● **WHAT IS EXPECTED**: From the entries below, report how many lines contain the string "every". Give only that number.

Referring expression pointing data
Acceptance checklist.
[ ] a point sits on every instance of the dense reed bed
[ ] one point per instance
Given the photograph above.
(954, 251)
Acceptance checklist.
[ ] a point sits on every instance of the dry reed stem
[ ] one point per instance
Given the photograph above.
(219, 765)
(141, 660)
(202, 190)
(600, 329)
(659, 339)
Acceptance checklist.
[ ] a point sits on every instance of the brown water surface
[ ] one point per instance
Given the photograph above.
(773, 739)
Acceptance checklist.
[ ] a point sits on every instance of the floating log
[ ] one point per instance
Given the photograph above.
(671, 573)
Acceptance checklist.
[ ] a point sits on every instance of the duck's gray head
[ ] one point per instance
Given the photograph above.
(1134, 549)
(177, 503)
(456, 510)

==

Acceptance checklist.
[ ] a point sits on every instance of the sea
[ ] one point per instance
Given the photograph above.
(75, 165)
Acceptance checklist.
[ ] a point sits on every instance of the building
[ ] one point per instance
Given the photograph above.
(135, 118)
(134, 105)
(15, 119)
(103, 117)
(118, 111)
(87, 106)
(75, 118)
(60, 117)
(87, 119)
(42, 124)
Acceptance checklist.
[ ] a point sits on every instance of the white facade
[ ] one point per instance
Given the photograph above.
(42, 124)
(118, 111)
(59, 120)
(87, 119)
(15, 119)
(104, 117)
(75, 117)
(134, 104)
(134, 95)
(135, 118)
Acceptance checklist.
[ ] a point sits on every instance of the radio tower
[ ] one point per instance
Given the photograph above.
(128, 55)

● **TASK RESPONSE**: 9